**Excerpted text**
····················
Santa Clara County

Santa Clara County Union Prepares to Continue Strikes

Santa Clara County workers announced Friday afternoon that they are willing to continue strikes to protest alleged unfair labor practices by the county.

Carlton Allen, a Service Employees International Union Local 521 worker at the Santa Clara County Valley Medical Center in San Jose, said the county continues to "break promises to members" of the union and fails to address the union's demands for higher wages, new contracts and better working conditions in understaffed and underserved county buildings.

"Management refuses to negotiate over our working conditions. They aren't just hurting workers, they're hurting the hospital and they're breaking the law," Allen said during a news conference Friday afternoon in front of the county's O'Connor Hospital in San Jose.

He was joined by dozens of other SEIU Local 521 workers and a few from the county's workers with Register Nurses Professional Association who have been joining SEIU Local 521 on picket lines throughout the county since it began strikes earlier this month.

"We need to strike to stop the unfair labor practices and go back to doing our job as health care workers in this community," Allen said.

RNPA nurses also are fighting with the county for new contracts and higher wages, following the expiration of their own contracts on Sunday.

"We're going to continue to support them," Melissa Truesdel, secretary for RNPA, said Friday. "The county needs to do what's right."
····················
**Information**
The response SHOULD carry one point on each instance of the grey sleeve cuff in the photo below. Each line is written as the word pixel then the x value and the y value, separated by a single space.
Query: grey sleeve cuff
····················
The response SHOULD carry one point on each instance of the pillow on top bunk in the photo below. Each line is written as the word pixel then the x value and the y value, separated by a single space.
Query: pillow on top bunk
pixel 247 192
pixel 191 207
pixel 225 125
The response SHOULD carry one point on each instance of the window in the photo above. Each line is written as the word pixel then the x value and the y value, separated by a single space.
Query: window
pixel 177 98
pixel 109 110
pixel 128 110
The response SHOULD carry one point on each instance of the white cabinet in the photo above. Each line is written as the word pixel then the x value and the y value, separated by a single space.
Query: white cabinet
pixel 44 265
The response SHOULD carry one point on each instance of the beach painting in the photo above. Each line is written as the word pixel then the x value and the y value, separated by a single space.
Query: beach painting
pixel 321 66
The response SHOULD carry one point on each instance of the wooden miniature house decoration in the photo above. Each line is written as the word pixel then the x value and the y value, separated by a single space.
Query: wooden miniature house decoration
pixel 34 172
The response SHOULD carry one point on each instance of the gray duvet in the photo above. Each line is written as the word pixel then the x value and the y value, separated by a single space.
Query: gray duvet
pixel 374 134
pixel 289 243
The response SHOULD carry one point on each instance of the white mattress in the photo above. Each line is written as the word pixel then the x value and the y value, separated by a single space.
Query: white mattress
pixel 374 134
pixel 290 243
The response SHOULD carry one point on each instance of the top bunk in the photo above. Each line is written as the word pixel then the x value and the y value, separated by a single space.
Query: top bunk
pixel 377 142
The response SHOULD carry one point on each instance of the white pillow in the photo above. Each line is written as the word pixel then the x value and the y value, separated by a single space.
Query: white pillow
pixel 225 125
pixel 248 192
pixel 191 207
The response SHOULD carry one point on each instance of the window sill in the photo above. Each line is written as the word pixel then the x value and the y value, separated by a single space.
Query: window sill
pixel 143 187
····················
**Activity**
Decide whether each statement agrees with the article about the Santa Clara County union strikes. Answer yes or no and quote the words that decide it.
1. Allen spoke in front of O'Connor Hospital in San Jose.
2. The RNPA nurses' contracts expired on Friday.
3. Melissa Truesdel is the president of RNPA.
The records have no connection to the text.

**Result of the task**
1. Yes: "during a news conference Friday afternoon in front of the county's O'Connor Hospital in San Jose"
2. No: "following the expiration of their own contracts on Sunday"
3. No: "Melissa Truesdel, secretary for RNPA"